§ PROVIDED RECORDS
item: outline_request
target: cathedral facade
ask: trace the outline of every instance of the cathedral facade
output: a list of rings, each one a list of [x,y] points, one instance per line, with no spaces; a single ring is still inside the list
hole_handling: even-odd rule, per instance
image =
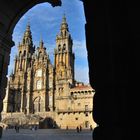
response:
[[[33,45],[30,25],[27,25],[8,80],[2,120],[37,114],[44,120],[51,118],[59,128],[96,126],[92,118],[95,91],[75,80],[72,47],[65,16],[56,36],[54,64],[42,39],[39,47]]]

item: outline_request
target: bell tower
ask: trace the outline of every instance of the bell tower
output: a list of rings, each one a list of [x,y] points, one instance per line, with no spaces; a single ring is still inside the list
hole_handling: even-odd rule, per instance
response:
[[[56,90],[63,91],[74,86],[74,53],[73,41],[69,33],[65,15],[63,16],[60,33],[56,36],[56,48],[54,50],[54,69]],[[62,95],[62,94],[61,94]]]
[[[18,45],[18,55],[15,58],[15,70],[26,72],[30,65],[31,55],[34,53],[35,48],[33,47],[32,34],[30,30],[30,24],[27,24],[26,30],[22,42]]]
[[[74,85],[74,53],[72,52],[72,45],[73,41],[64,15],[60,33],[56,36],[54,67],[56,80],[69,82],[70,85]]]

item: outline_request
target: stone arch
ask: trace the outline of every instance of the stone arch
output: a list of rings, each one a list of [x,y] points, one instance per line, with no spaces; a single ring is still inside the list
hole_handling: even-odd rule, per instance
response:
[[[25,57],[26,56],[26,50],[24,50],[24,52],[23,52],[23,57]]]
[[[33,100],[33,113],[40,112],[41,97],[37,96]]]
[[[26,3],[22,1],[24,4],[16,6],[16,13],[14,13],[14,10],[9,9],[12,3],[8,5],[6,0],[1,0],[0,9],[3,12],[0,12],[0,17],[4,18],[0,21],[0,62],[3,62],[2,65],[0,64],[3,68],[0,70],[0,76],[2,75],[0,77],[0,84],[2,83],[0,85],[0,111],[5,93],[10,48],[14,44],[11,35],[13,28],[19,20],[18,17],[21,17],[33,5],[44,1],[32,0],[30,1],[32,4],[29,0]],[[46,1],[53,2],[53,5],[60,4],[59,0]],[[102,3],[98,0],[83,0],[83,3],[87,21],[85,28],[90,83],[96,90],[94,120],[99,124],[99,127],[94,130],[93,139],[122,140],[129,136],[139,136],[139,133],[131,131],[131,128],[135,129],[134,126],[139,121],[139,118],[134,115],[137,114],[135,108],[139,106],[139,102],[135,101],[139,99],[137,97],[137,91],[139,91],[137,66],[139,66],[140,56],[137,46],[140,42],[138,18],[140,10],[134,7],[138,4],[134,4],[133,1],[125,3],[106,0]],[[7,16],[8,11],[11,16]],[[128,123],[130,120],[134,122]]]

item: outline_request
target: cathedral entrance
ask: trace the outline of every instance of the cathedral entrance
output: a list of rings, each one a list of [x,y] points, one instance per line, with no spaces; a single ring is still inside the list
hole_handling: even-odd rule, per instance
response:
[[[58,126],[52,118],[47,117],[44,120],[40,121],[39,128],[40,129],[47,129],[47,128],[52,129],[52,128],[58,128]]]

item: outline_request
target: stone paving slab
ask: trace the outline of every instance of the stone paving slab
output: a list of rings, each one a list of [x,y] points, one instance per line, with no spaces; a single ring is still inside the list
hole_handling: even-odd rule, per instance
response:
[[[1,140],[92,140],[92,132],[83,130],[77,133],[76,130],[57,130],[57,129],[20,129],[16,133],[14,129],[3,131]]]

§ ASSIGNMENT
Would you copy all lines in the records where the string "slab" appears?

§ WRITTEN SOLUTION
target: stone paving slab
ask: trace the outline of every instance of the stone paving slab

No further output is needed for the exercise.